STUDY QUESTIONS
1. Please reproduce the part of the AIG earnings excerpt starting at "The segment reported" and ending at "Validus Reinsurance, Ltd.".
2. Which hurricanes does the AIG earnings excerpt name? List all of them.
3. Translate this sentence from the AIG earnings excerpt into Spanish: "Total net investment income of $3.2 billion decreased 7% year over year."

EXCERPT PROVIDED
========================================

It has been about a month since the last earnings report for American International Group (AIG - Free Report) . Shares have added about 10.2% in that time frame, outperforming the S&P 500.
Will the recent positive trend continue leading up to its next earnings release, or is American International Group due for a pullback? Before we dive into how investors and analysts have reacted as of late, let's take a quick look at the most recent earnings report in order to get a better handle on the important catalysts.
American International Q4 Earnings Miss, Revenues Beat
American International's fourth-quarter 2020 adjusted operating earnings of 94 cents per share missed the Zacks Consensus Estimate by 4.1%.
The bottom line also declined 8.7% year over year due to higher catastrophe (CAT) loss including COVID-19 CATs as well as an unfavorable prior-year loss reserve development, partially offset by improved alternative investment returns. The decrease also reflects the sale of Fortitude in the second quarter of 2020.
Total revenues of nearly $12 billion dipped 0.8% year over year due to reduced premiums, dip in policy fees and lower investment income. The top line, however, beat the Zacks Consensus Estimate by 8.53%.
Total net investment income of $3.2 billion decreased 7% year over year.
Total benefit, losses and expenses of $10.23 billion declined 5.1% year over year owing to lower policyholder benefits and losses incurred, interest credited to policyholder account balances and amortization of deferred policy acquisition costs.
Adjusted return on capital employed was 4.4%, down 230 basis points year over year.
As of Dec 31, 2020, the insurer’s adjusted book value per share was $57.01, up 0.4% from Sep 30, 2020.
Segmental Update
Weak Performance at General Insurance
Net premium written slipped 5% year over year to $5.6 billion due to lower contribution from North American Personal lines business.
The segment reported an underwriting loss of $171 million against the underwriting gain of $12 million in the year-ago quarter. The underwriting loss included $545 million of CATs, reflecting $367 million of non-COVID-19 CATs, primarily related to hurricanes Sally, Zeta, Laura and Delta and $178 million of COVID-19 CATs, primarily related to Travel, Contingency and Validus Reinsurance, Ltd.
The General Insurance combined ratio was 102.8, reflecting a 3- point increase year over year.
Life and Retirement
Life and Retirement reported an adjusted pre-tax income of $1.03 billion, up 20% year over year on increased contribution from Individual and Group Retirement, and Institutional Markets.
Premiums were $950 million, reflecting a decrease of 4% year over year. Premiums and deposits increased 4% year over year on Institutional Markets activity, partially offset by lower Fixed and Index Annuities, and Group Retirement deposits.
On Oct 26, 2020, AIG announced its intention to separate its Life and Retirement business. Decisions are yet to be taken on the structure of the initial disposition of up to a 19.9% interest in the Life and Retirement business.
Capital Position (Dec 31, 2020)
AIG exited the fourth quarter with cash of $2.8 billion, down 1% from 2019 end.
The company’s long-term debt of $28.1 billion decreased 2.2% sequentially.
Total equity of $67.2 billion slid 0.3% year over year.
Total assets of $586.5 billion increased 11.7% from the level at 2019 end.
How Have Estimates Been Moving Since Then?
In the past month, investors have witnessed a downward trend in estimates review.
VGM Scores
Currently, American International Group has a poor Growth Score of F, however its Momentum Score is doing a bit better with a D. Charting a somewhat similar path, the stock was allocated a grade of C on the value side, putting it in the middle 20% for this investment strategy.
Overall, the stock has an aggregate VGM Score of D. If you aren't focused on one strategy, this score is the one you should be interested in.
Outlook
Estimates have been broadly trending downward for the stock, and the magnitude of these revisions indicates a downward shift. Notably, American International Group has a Zacks Rank #3 (Hold). We expect an in-line return from the stock in the next few months.

========================================

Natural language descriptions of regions
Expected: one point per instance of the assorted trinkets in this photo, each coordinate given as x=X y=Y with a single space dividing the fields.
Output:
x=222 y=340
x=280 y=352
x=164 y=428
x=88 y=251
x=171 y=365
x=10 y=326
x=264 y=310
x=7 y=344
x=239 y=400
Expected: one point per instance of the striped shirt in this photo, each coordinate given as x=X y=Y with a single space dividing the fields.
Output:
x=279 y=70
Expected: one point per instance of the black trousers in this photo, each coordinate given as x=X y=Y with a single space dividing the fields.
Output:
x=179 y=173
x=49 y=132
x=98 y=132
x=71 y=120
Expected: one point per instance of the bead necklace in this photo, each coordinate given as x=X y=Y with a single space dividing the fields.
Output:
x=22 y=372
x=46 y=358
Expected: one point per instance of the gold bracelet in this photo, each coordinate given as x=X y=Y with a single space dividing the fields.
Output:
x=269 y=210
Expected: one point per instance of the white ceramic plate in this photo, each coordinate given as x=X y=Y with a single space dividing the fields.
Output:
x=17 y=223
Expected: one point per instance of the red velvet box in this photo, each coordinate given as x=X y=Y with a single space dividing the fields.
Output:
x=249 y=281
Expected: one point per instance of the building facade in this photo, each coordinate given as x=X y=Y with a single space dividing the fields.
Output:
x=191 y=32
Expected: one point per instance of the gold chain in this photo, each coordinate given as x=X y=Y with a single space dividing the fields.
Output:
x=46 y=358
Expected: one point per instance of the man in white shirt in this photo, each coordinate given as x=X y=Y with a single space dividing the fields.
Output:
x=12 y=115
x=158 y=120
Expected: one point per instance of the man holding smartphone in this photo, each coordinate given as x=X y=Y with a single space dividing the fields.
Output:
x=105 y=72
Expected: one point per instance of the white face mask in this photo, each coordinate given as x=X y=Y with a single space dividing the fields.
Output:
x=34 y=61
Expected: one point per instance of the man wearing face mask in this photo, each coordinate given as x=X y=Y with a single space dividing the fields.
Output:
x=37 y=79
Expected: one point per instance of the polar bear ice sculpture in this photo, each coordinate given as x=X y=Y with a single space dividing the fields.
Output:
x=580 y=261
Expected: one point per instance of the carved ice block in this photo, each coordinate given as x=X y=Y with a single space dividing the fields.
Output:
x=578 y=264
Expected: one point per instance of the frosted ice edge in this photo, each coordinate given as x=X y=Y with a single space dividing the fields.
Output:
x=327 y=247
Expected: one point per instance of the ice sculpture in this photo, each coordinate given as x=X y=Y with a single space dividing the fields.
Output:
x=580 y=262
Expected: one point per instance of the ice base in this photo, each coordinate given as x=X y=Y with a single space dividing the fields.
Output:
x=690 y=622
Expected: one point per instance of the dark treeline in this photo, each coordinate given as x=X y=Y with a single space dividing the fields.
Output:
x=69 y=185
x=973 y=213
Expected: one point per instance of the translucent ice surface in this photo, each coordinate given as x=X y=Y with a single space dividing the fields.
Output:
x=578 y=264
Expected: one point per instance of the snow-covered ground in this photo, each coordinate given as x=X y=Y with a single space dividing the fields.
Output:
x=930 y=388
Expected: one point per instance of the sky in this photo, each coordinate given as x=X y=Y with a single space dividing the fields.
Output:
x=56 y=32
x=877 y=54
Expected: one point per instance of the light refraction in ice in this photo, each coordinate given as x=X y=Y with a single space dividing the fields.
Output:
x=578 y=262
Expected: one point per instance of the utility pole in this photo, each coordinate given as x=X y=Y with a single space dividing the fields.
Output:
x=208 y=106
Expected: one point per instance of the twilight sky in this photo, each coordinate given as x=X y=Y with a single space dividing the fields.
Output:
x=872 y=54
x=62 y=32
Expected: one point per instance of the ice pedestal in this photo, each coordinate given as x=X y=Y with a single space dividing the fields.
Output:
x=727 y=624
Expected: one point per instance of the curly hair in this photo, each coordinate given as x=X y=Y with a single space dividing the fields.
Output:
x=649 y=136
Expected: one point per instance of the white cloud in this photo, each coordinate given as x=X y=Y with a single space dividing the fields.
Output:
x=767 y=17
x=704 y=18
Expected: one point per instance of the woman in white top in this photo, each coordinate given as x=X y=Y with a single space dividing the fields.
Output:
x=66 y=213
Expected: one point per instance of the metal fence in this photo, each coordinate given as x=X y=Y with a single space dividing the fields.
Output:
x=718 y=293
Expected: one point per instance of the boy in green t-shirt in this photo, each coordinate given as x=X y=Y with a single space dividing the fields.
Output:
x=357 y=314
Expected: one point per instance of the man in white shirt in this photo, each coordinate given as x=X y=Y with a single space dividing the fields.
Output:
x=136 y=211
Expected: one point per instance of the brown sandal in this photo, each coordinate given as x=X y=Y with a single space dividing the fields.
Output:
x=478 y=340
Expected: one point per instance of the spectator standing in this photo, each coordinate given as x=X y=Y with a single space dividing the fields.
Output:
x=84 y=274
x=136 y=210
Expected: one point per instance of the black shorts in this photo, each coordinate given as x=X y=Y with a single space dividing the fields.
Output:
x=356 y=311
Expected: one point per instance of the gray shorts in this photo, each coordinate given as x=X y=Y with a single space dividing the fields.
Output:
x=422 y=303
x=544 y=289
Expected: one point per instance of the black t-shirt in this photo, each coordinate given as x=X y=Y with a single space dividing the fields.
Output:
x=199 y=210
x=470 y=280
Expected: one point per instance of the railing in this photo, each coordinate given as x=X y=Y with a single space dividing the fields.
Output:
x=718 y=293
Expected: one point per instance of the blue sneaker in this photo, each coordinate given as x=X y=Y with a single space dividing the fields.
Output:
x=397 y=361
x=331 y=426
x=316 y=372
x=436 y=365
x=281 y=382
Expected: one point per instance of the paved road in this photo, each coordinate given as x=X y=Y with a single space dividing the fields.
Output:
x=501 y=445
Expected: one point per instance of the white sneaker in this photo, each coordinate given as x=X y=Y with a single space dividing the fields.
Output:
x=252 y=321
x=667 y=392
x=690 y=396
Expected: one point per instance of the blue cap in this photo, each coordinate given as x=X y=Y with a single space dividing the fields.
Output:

========================================

RESULTS FOR EACH TASK
1.
The segment reported an underwriting loss of $171 million against the underwriting gain of $12 million in the year-ago quarter. The underwriting loss included $545 million of CATs, reflecting $367 million of non-COVID-19 CATs, primarily related to hurricanes Sally, Zeta, Laura and Delta and $178 million of COVID-19 CATs, primarily related to Travel, Contingency and Validus Reinsurance, Ltd.

2.
Sally
Zeta
Laura
Delta

3. Los ingresos netos totales por inversiones, de 3.200 millones de dólares, disminuyeron un 7 % interanual.